Passage.

--*--

Thursday, 3 June 2010

Counter-irritation

The ancient and somewhat vague concept of counter-irritation persists, in various guises, right through to the recent past. Through their history, counter-irritants have been either chemical (eg. extracts of chillies, mustards and the like) or physical (eg cupping, ‘medical electricity’, or even the brief flirtation of medicine with moxa) in nature and aimed to distract the body in one way or another from pain or irritation. Like many practices from medicines darker past, it could be deeply unpleasant: the desired effects of counter-irritants varied from mild itching through to severe inflammation and blistering.

Sometimes, a counter-irritant might be applied remote from the source of the problem. For example, during an attack of angina most patients experience shooting pains radiating away from the centre of the chest – typically down the left arm. Thus, one view held that a counter-irritant applied to the arm would distract (or “short-circuit”) the pain arising from the heart. In other cases, irritants were applied closer to the source of discomfort. Using angina as an example again, it was not uncommon for physicians to apply a mustard plaster to the chest to try to counter the pain within, or to try to somehow draw the inflammation out to the surface (it’s all a bit vague from our now more rigid perspective). These attempts to alleviate pain could be quite severe; it was not uncommon, and quite intentional, for painful blisters to develop. Counter-irritants would probably have been applied as frequently as (and as a adjunct to) copious blood letting. Although the practice of bleeding is now all but forgotten, the ghost of counter-irritation still walks. For example, clutching a hot water bottle to alleviate period pain is probably a hanger-on from this way of thinking. Whether this practice has any real therapeutic value would be difficult to determine with confidence; but few would deny it is soothing in some way. Similarly, acupuncture can be thought of as a counter-irritant, and many argue that this is how this largely unproven fad “works” (perhaps without realising it) to provide relief from pain. Many of us would bite a knuckle or part of the hand to counter pain elsewhere, especially as children. Counter-irritation makes tantalising sense at the lower end of the pain spectrum.

--*--

Source data.
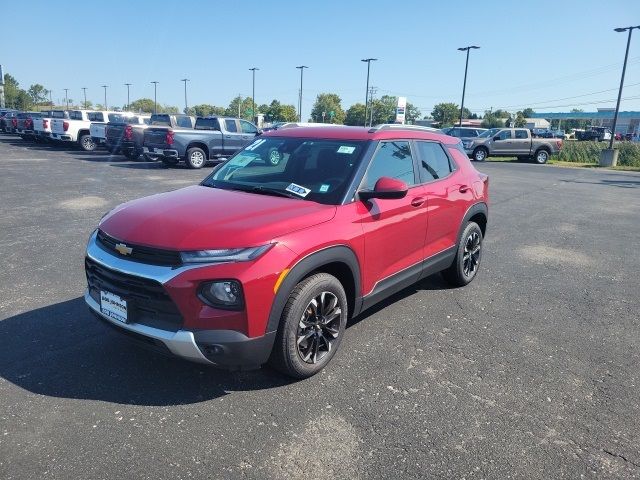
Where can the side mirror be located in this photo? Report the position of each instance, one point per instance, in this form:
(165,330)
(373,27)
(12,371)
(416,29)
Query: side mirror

--*--

Copy the counter-irritation passage from "The ancient and" up to and including "inflammation and blistering.", swapping "chillies" for "peppers". The records have no role in this exercise.

The ancient and somewhat vague concept of counter-irritation persists, in various guises, right through to the recent past. Through their history, counter-irritants have been either chemical (eg. extracts of peppers, mustards and the like) or physical (eg cupping, ‘medical electricity’, or even the brief flirtation of medicine with moxa) in nature and aimed to distract the body in one way or another from pain or irritation. Like many practices from medicines darker past, it could be deeply unpleasant: the desired effects of counter-irritants varied from mild itching through to severe inflammation and blistering.